-- Required task --
In the entries below, give the lines as a numbered list, starting at the line containing "Where can the wooden bench" and ending at the line containing "<point>134,95</point>", with blank lines omitted.

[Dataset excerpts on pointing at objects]
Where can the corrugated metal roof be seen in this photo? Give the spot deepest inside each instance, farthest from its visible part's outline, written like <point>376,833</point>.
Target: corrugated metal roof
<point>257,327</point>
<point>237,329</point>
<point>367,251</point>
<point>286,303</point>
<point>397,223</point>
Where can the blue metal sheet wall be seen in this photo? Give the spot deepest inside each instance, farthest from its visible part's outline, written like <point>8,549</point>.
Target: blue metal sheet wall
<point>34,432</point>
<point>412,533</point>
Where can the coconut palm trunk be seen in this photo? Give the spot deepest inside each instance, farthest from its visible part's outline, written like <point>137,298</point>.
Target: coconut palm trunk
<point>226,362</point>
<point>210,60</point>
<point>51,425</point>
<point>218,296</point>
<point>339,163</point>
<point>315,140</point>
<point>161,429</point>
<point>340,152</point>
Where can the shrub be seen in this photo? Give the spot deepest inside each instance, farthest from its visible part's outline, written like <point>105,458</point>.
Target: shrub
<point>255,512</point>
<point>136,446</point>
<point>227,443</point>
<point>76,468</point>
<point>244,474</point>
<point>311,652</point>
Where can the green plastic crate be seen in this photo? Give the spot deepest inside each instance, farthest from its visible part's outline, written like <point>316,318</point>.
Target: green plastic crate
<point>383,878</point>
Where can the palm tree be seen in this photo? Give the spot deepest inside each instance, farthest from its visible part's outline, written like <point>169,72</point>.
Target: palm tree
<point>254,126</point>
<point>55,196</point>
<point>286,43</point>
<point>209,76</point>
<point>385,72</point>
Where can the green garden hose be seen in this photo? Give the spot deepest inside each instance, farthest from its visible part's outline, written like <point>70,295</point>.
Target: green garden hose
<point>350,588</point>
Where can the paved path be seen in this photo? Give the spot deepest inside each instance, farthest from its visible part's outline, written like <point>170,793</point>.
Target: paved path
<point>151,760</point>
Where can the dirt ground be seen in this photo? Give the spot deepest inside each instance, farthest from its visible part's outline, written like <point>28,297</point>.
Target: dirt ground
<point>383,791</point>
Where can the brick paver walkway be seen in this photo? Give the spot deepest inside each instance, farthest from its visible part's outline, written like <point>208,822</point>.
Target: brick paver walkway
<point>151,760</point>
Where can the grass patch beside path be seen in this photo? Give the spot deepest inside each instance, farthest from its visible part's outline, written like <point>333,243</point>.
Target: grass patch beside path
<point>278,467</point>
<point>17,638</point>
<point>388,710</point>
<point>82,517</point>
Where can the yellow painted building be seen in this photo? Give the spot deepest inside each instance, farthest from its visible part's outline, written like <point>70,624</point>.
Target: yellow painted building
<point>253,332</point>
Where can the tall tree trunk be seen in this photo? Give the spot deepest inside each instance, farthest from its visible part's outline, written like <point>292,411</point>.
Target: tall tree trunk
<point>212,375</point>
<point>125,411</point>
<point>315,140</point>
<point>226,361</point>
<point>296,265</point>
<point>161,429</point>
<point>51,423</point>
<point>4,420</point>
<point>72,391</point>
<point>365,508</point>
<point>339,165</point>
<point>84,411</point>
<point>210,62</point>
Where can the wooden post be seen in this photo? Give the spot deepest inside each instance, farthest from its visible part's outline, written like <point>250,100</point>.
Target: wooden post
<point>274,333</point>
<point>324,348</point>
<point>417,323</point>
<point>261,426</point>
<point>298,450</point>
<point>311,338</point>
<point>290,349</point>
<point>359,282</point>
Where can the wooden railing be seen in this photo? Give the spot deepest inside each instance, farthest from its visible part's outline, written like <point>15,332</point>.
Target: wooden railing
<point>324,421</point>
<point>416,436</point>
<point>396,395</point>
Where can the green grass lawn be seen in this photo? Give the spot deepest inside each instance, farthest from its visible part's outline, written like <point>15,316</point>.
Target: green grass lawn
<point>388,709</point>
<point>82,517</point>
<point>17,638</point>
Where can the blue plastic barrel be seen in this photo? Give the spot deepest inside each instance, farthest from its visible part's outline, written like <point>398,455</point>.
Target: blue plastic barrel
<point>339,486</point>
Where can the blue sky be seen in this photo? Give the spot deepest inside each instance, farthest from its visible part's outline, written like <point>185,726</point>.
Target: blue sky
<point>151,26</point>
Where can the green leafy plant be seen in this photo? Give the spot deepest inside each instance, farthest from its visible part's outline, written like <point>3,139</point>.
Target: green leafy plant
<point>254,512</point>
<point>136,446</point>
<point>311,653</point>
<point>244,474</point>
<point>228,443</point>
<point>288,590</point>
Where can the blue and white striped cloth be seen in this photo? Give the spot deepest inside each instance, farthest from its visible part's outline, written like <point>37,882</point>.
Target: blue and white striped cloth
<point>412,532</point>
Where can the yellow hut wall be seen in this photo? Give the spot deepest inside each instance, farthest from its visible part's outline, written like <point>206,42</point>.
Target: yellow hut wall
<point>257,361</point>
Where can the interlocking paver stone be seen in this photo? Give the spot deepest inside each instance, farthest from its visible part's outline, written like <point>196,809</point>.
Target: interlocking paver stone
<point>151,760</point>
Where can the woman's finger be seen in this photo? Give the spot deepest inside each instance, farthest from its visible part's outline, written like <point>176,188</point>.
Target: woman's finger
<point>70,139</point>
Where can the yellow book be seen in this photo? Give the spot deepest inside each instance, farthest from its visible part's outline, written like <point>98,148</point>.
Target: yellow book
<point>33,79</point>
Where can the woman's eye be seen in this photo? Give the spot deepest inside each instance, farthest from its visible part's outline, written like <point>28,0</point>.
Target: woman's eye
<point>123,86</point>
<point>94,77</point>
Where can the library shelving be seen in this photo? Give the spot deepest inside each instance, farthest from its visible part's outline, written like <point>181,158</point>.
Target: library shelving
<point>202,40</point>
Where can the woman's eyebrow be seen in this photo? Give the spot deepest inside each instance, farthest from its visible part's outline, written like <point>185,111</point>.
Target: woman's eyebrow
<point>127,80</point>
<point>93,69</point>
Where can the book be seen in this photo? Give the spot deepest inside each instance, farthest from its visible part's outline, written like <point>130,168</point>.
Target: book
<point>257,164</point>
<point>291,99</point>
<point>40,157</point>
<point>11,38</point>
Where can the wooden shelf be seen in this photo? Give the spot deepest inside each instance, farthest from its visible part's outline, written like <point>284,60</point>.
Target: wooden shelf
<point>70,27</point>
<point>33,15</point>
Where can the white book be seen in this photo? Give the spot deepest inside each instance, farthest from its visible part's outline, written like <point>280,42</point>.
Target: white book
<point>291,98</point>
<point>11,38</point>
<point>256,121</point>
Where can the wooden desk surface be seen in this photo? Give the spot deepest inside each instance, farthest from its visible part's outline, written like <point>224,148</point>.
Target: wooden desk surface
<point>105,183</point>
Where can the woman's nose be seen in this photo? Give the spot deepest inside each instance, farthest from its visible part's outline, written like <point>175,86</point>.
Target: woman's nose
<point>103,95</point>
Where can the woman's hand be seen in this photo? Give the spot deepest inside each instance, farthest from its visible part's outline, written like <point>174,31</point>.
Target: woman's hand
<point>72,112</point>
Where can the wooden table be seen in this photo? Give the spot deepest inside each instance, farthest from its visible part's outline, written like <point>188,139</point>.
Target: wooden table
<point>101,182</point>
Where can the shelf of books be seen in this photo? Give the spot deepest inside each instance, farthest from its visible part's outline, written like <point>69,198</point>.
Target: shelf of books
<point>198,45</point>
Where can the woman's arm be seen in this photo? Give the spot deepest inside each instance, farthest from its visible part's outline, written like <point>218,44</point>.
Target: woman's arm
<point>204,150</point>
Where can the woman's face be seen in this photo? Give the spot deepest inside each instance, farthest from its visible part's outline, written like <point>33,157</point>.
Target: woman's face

* * *

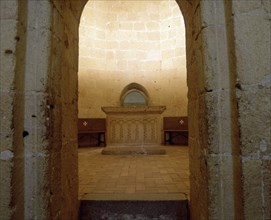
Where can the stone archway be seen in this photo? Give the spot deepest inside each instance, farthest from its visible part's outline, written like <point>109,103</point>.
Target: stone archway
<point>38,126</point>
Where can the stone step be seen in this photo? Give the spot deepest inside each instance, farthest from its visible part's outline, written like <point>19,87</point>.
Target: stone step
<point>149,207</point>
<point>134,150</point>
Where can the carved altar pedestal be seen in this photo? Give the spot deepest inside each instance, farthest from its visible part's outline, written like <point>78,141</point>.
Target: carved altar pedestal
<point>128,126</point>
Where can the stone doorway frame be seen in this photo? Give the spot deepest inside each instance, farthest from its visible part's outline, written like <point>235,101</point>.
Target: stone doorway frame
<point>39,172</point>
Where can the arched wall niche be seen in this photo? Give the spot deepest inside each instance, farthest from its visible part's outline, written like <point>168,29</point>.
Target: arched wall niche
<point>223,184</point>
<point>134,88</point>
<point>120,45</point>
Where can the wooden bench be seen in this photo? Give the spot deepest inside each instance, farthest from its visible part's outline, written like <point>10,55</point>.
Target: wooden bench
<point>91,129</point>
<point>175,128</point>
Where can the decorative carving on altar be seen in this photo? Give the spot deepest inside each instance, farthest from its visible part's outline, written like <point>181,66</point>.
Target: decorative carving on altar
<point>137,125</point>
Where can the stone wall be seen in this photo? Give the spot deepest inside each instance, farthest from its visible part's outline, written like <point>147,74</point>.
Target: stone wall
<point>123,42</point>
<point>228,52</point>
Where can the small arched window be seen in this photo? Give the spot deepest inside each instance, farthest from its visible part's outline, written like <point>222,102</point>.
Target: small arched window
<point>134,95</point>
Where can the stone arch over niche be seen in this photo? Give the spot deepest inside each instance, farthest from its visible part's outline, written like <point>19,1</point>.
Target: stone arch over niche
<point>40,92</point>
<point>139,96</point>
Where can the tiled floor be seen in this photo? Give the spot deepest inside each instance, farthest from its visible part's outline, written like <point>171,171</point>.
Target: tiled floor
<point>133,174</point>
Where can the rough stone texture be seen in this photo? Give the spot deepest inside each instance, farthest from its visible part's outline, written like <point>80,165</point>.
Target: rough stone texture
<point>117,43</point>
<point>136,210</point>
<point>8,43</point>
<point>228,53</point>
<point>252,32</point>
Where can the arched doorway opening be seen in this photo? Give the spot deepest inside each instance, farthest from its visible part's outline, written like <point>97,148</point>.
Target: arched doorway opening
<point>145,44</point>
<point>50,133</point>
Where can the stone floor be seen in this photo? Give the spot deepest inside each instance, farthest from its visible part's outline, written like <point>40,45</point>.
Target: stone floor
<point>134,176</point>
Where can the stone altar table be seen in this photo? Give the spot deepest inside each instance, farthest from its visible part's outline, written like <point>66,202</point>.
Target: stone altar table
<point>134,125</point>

-- Response to this task --
1. Where can the wooden bench be seen in this photo? Give the spot deepest inside each instance, farthest from its visible part's outline, written like <point>10,55</point>.
2. Target: wooden bench
3. <point>91,129</point>
4. <point>175,128</point>
5. Where can the decorative carving on altar be seen in this photo? Give the spot deepest inside each instance, farthest from its visible part's outline, written like <point>181,66</point>.
6. Target: decorative carving on altar
7. <point>137,125</point>
8. Where can the stone wall be seen in this photo? Give the spot deepest inside each instance, farthest from its visible part's outline, written like <point>147,74</point>.
9. Target: stone wall
10. <point>123,42</point>
11. <point>228,52</point>
12. Where can the small arched window be seen in this photo? Give the spot deepest inside each instance, farthest from its visible part's outline, written like <point>222,102</point>.
13. Target: small arched window
14. <point>134,95</point>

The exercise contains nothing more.